▶ **Directions for this task**: Give the lines again exactly, from the one holding "Note for the class: annotate every instance of the wine" to the last line of the listing below, both ends included and nothing added.

□ □ □ □ □ □ □

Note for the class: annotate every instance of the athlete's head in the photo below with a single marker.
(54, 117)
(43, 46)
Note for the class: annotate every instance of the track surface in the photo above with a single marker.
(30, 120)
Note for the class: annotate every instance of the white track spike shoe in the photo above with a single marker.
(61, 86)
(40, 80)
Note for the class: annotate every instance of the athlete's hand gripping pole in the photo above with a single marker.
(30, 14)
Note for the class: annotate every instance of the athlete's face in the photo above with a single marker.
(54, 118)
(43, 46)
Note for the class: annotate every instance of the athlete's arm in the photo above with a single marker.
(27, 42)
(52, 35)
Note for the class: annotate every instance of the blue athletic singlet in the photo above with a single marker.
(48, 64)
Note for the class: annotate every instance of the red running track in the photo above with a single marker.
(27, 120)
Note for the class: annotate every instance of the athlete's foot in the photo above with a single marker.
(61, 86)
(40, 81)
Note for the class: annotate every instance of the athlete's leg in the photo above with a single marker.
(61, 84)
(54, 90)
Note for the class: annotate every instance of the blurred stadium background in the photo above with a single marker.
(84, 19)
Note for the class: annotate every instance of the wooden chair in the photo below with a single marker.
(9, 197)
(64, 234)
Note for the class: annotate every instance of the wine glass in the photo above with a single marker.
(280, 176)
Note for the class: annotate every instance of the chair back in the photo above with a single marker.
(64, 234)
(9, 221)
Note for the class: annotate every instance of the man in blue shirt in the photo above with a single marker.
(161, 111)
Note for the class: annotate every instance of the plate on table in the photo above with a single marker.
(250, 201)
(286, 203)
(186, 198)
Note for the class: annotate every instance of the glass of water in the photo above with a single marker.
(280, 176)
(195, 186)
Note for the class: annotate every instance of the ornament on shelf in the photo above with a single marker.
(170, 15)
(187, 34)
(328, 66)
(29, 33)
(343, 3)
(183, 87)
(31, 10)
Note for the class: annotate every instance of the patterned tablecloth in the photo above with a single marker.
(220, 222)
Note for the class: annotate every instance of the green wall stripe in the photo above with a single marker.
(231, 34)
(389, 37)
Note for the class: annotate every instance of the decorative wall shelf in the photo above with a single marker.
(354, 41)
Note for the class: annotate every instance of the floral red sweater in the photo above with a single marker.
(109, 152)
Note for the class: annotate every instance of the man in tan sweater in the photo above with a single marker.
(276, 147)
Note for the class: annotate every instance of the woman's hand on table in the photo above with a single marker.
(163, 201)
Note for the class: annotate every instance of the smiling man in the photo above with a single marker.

□ □ □ □ □ □ □

▶ **Answer for the task**:
Note for the class: annotate every instance of the wine glass in the photo above with a single marker.
(280, 176)
Note for the class: annotate every instance of the chair back in the photo above with a single marker.
(64, 234)
(9, 221)
Note for the class: annotate every instance of the man in blue shirt in the photo above with a single marker.
(161, 111)
Note for the class: annotate every instance of the plate on table in the photo above with a single marker.
(250, 201)
(286, 203)
(186, 198)
Note for the class: annotate every instance of the glass of water in the photo above with a single marker.
(280, 176)
(195, 186)
Note for the class: annotate every instance of the ornament on shelf in the photo above with a single marker.
(170, 15)
(187, 34)
(328, 66)
(29, 33)
(343, 3)
(183, 87)
(31, 10)
Note for the class: annotate every instance of the patterned tablecloth in the photo above with a single marker.
(220, 222)
Note for the class: annotate every instance of the green wall stripe in the photo above with a single marker.
(231, 34)
(389, 37)
Note for the class: annotate every instance of the decorative wall shelf in the photo above with a single marker.
(354, 41)
Note for the class: annotate every instance of the floral red sweater in the photo above with a single marker.
(109, 152)
Note for the class: annotate every instance of the man in tan sweater in the photo above with a single marker.
(276, 147)
Note for the class: annotate every instance of the woman's hand on table in the photo above with a single marker.
(163, 201)
Note for the class: annotate every instance of the smiling man in the photo above with a single marker.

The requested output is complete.